*Task directions*: In the entries below, find the line containing "Where can the window", then copy it and every later line exactly, ending with the last line.
* * *
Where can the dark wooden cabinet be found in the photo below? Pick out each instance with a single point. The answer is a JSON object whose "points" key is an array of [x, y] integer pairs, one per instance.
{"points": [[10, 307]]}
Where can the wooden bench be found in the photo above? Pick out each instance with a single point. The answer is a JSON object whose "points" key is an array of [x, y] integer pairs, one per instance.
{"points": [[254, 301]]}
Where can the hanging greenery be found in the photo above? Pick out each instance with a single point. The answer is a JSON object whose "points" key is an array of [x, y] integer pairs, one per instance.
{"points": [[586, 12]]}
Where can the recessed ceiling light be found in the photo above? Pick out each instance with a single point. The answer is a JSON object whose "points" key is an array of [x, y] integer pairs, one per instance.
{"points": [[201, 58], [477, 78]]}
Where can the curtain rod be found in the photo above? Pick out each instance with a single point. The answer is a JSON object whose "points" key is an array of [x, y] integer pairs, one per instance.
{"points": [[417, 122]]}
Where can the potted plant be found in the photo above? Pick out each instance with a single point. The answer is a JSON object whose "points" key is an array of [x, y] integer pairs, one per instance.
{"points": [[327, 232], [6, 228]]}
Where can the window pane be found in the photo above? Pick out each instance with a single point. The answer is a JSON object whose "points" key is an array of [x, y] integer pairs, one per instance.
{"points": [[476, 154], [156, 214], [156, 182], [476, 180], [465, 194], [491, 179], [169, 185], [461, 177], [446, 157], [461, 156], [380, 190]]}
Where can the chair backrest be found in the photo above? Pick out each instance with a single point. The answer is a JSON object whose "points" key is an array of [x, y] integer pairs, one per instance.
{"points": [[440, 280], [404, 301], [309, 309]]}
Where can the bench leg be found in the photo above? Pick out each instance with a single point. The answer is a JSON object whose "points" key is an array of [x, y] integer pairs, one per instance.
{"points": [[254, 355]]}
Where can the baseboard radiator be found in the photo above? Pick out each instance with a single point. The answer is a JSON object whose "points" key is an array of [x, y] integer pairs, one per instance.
* * *
*Task answer*:
Where can the window pane be found in the photo above? Pick out each instance with a single point. The answer is a JSON object whose "points" key is an array of [x, y] integer pairs, one per instance.
{"points": [[476, 154], [156, 214], [156, 182], [476, 180], [465, 194], [491, 179], [169, 185], [461, 177], [446, 157], [461, 156], [380, 190]]}
Where can the chair backrest be found in the photo above? Pick out each instance with a single point. The answer is a JSON object whose "points" key is an array of [x, y] integer pairs, one per instance.
{"points": [[440, 280], [404, 301], [309, 309]]}
Where can the bench leg be found in the photo above? Pick out each instance with a single point. The answer is a JSON object whose "points" key is an array of [x, y] integer pairs, one per instance.
{"points": [[254, 355]]}
Where can the baseboard radiator be found in the photo above? Pick out each instance with a single point. The answer is a JSON object whose "points" key is an array of [x, y] integer pairs, one per instance.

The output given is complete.